Unfortunately, yes ... a jury of 'peers' will get to decide what happens.

This is like beating a dead horse, but the horse is already a pile of bones on the dry desert floor.

Reply Score: 3

RE: Wish it would just die already
by Morgan on Tue 25th Aug 2009 15:21 UTC in reply to "Wish it would just die already"
Morgan Member since:
2005-06-29

With all its faults, I still think the US court system is the most fair in the world, generally speaking. However, it's situations like this that make me question my feelings about its impartiality. There is absolutely no way that six or twelve random people could ever truly understand the situation well enough to rule fairly for either side.

I think technologically complex cases like this should be decided by a panel of five or seven judges, with one or two impartial expert witnesses to clarify any questions the judges have about the technical aspects of the case. As difficult as it may be to find techies that are truly impartial given SCO's track record, it's got to be better than a box full of truly clueless local citizens, no matter how intelligent they may be in their own field of expertise.

Reply Score: 2

lindkvis Member since:
2006-11-21

With all its faults, I still think the US court system is the most fair in the world, generally speaking.


Do you have any justification for this or is it just a vague feeling based on yourself being from the US?

Reply Score: 6

Morgan Member since:
2005-06-29

Well, I work for the system so I have a first hand viewpoint. As I said, it has its faults and there is much room for improvement.

*RECORDS SUPPLIED*.
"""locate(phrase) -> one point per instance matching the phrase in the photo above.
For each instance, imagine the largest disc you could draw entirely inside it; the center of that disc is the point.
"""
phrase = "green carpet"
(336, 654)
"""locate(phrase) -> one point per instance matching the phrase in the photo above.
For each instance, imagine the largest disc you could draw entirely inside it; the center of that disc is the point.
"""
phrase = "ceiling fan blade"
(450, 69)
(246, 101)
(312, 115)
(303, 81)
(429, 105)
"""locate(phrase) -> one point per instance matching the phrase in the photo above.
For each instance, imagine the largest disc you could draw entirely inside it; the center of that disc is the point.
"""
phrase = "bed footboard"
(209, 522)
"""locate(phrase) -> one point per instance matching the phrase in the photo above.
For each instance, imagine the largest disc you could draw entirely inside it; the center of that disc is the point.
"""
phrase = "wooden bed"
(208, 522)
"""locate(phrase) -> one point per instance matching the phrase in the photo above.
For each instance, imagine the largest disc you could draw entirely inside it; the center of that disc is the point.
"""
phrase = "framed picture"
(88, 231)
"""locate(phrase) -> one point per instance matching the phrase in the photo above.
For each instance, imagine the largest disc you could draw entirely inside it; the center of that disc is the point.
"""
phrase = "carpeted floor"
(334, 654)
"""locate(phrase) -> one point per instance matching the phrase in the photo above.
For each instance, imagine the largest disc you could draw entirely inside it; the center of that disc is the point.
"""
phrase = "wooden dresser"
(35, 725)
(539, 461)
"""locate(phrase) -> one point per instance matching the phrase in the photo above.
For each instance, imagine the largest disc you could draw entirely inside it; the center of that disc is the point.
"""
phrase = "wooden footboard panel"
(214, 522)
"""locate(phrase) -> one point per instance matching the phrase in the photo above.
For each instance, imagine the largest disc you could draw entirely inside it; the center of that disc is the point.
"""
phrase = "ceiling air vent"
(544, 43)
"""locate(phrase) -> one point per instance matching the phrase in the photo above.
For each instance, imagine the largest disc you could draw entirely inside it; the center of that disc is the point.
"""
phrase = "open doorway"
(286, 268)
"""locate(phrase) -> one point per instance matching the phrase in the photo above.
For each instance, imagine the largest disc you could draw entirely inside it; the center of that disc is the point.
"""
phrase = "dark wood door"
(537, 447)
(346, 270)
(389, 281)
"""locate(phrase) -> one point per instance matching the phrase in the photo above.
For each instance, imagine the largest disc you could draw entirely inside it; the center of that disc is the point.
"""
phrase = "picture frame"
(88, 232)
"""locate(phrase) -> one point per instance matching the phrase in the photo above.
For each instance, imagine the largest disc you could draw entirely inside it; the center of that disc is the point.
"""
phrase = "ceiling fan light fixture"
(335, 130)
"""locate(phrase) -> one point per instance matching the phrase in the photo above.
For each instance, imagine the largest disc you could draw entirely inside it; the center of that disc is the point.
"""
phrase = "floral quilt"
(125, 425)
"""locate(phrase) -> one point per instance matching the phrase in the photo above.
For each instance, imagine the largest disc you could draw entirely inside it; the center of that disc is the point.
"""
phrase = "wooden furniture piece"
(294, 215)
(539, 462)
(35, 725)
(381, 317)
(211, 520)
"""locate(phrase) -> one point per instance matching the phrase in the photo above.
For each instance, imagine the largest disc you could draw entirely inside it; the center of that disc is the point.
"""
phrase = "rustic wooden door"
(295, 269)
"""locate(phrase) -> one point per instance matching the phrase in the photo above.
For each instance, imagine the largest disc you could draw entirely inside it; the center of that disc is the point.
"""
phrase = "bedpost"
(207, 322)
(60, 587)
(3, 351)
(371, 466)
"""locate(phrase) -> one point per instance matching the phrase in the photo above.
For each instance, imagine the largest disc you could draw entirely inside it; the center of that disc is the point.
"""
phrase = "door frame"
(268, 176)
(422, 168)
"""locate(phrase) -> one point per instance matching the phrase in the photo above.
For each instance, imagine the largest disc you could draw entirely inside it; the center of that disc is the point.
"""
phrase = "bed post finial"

*EXERCISE TASK 1*.
Answer these from the forum thread:
(a) What member-since date is listed for Morgan?
(b) How many judges does Morgan propose for technologically complex cases?
(c) What reply score does lindkvis's post show?
*EXERCISE TASK 2*. Reproduce everything in the forum thread from "Unfortunately, yes ..." down to "dry desert floor.".
The records have nothing to do with this work.

*FULL ANSWER 1*.
(a) 2005-06-29
(b) Five or seven
(c) 6

*FULL ANSWER 2*.
Unfortunately, yes ... a jury of 'peers' will get to decide what happens.

This is like beating a dead horse, but the horse is already a pile of bones on the dry desert floor.